-- Records provided start --
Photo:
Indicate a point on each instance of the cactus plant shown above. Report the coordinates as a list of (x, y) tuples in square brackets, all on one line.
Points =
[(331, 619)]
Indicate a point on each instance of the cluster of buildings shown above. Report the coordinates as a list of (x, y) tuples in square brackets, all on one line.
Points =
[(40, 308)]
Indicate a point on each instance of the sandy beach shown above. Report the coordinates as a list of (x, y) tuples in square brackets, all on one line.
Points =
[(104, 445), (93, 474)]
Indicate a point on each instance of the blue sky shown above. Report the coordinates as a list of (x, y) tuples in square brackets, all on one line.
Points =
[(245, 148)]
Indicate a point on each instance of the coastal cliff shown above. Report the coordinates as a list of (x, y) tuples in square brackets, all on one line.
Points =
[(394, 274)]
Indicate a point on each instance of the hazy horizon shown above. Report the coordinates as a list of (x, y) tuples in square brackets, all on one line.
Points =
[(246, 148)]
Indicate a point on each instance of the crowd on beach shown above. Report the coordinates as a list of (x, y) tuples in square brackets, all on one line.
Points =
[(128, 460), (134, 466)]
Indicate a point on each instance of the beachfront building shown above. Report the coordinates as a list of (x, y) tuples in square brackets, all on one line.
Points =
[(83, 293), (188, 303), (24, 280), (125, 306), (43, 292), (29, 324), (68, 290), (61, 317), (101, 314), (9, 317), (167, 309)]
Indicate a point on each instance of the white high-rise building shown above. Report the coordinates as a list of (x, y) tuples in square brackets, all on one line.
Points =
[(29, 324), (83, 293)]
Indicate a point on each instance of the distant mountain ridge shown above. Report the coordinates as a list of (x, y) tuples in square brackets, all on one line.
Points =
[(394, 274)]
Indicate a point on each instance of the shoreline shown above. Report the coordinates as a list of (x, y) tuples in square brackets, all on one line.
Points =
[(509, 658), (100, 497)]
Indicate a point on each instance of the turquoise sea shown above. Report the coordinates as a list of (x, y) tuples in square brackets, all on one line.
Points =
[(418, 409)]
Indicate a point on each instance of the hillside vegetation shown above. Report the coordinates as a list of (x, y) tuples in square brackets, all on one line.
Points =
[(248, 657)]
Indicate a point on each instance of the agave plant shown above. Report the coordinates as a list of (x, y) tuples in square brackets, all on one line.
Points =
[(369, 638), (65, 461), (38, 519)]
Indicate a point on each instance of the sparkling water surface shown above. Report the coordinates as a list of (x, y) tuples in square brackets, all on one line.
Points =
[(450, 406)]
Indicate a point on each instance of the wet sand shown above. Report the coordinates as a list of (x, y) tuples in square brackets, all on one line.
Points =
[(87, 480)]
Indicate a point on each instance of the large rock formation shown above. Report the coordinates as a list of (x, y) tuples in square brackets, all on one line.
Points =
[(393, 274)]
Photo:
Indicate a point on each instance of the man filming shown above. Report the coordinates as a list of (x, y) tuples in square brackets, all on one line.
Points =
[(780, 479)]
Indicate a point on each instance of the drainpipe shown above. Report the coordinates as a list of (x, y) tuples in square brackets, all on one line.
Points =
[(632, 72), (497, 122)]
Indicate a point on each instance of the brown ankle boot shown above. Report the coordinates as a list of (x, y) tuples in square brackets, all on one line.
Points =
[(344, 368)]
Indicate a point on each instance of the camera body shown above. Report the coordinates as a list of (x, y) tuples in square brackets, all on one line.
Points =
-- Records provided end --
Work required: Copy out the listing again, starting at the line that has "Indicate a point on each instance of the turquoise" and stopping after the line that has "[(369, 638), (65, 461), (38, 519)]", with the requests included. Multiply every point coordinate in the answers by 2.25 and round each to a whole number, with halves rounded up.

Task response:
Indicate a point on each instance of the turquoise sea shown above. Report the coordinates as a list of (x, y) tuples in square brackets, all on one line.
Points =
[(941, 920)]
Indicate a point on each instance of the hillside vegetation shown above. Report the coordinates as a list of (x, y) tuples in square brackets, all on one line.
Points =
[(558, 1478)]
Indicate a point on each instance of the agave plant shown above. Report the coordinates as a list of (x, y) tuples in square brackets, all on one line.
Points =
[(830, 1436), (146, 1037), (86, 1168)]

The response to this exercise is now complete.